◆ **Excerpt provided**:
Wednesday, May 19, 2010

TYR will sponsor the biggest swimming governing body on the planet!


USA Swimming has roughly 300,000 members. Swimming Australia has 90,000 members. Even if you combined both the membership of USA Swimming with the membership of Swimming Australia, they still fall short of the behemoth known as the German Swimming Federation (DSV).

I verified that the German Swimming Federation does indeed vastly exceed the numbers mentioned above coming in at just under 600,000 members total.

USA Swimming
should take notes as to how they too can grow the organization as large as the Germans have. The Germans must be commended.

The gravity of this sponsorship is great for TYR for FINA will now have to think twice before bullying TYR as they did all throughout 2008 and 2009. TYR now has constituency at the "FINA table" that obviously appreciates the company and they will defend it when needed.

One could argue that a couple or so German swimmers will pick up a suit contract from a rival manufacturer or two but the fact remains that there will still be over half-a-million German swimmers supported directly and indirectly by TYR and these swimmers will have to be seriously considered when FINA attempts to play favorites.

TYR Press Release:

TYR Becomes Official Supplier to German Swimming Federation (DSV)

◆ **Data block**:
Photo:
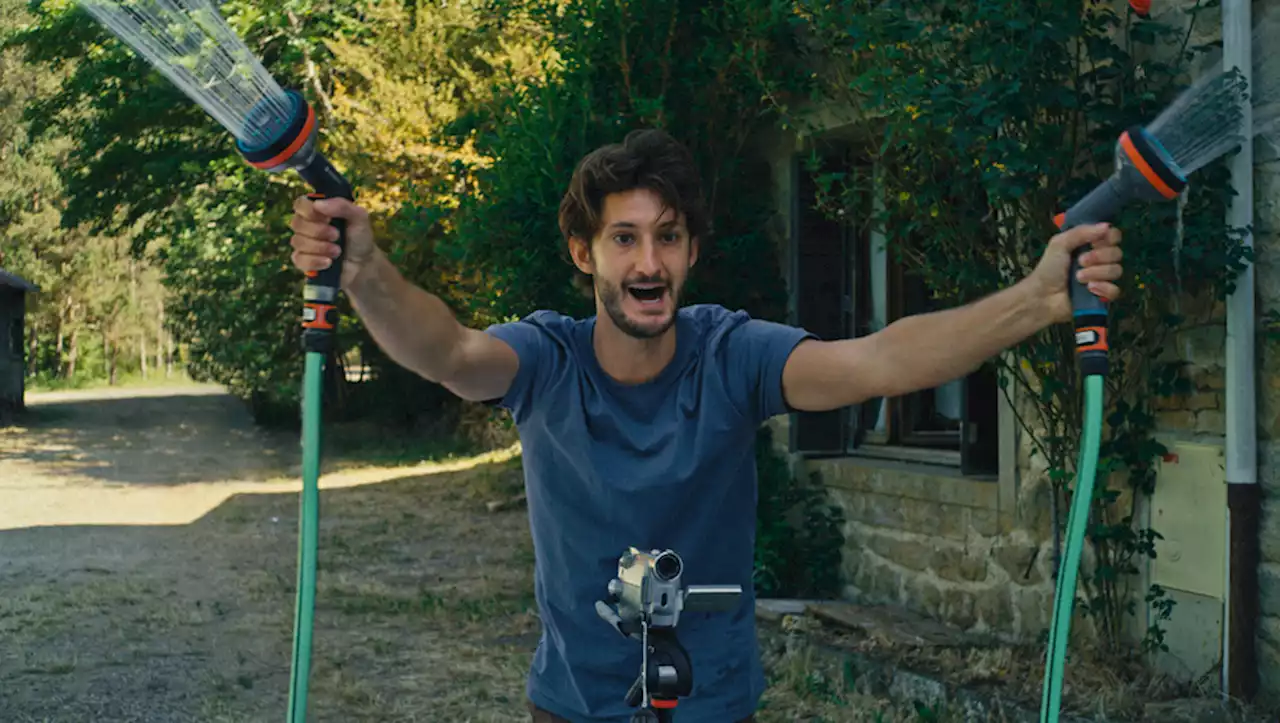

◆ **What the exercise asks**: Reproduce the passage of the post on TYR's sponsorship of the German Swimming Federation between "USA Swimming has" and "600,000 members total.", inclusive. The data above is not needed for this work.

◆ **Response to the exercise**:
USA Swimming has roughly 300,000 members. Swimming Australia has 90,000 members. Even if you combined both the membership of USA Swimming with the membership of Swimming Australia, they still fall short of the behemoth known as the German Swimming Federation (DSV).

I verified that the German Swimming Federation does indeed vastly exceed the numbers mentioned above coming in at just under 600,000 members total.